**Data section**.
════════

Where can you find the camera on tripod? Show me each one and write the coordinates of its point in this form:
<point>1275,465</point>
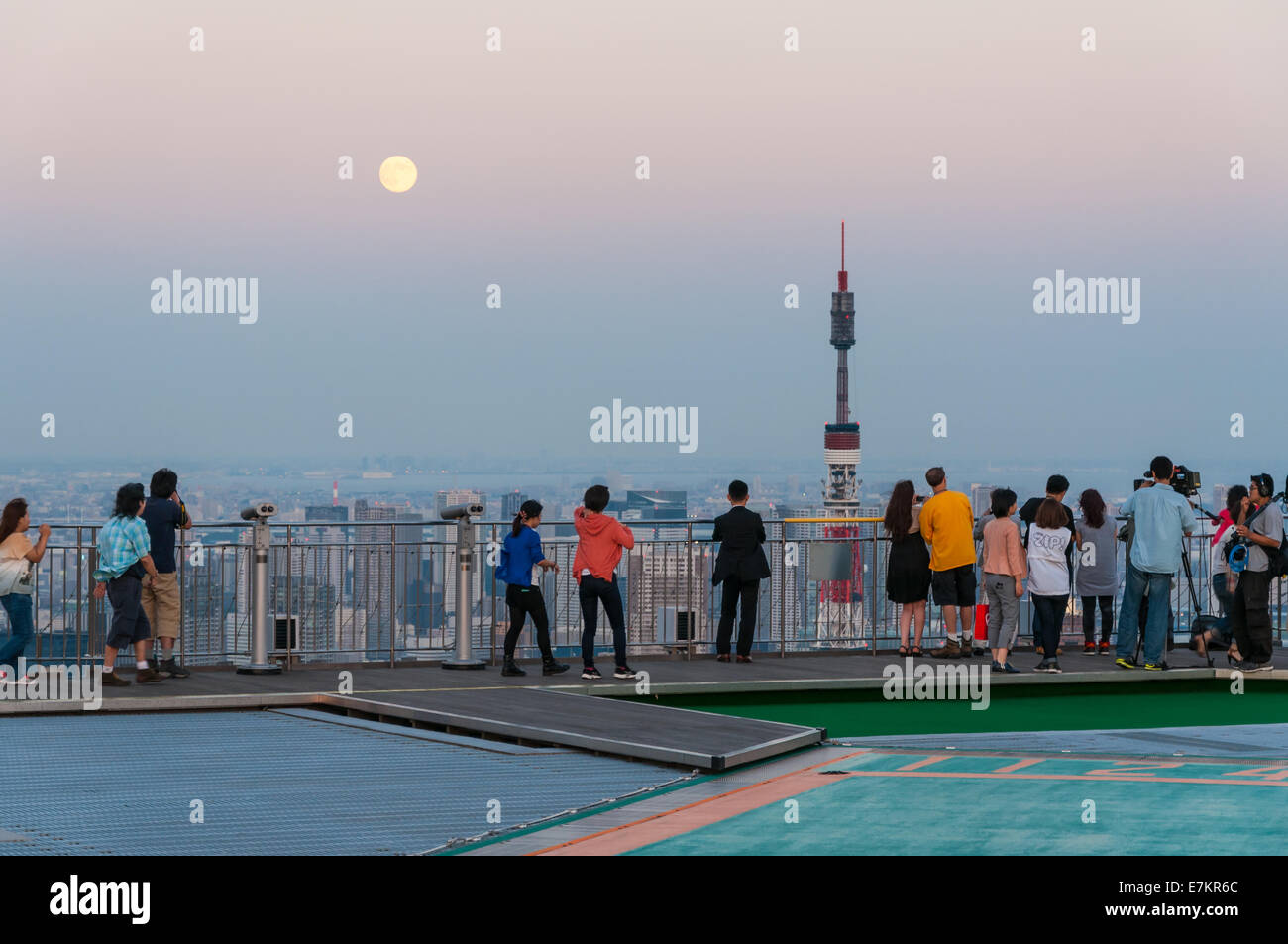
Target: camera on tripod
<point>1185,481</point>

════════

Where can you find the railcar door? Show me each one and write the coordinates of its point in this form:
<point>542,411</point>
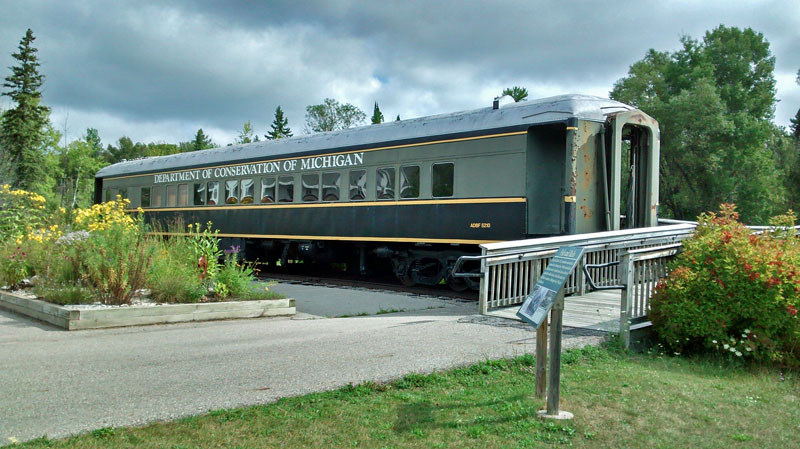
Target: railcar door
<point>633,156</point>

════════

**Exercise details**. Copy the listing verbatim from the line containing "Where can you find the camera" through the line containing "<point>1185,481</point>", including both of those lines. Leave the pictures out.

**Reply to the exercise**.
Where can you find the camera on tripod? Show me each one and write the coordinates of its point in this form:
<point>1275,465</point>
Target: camera on tripod
<point>1185,481</point>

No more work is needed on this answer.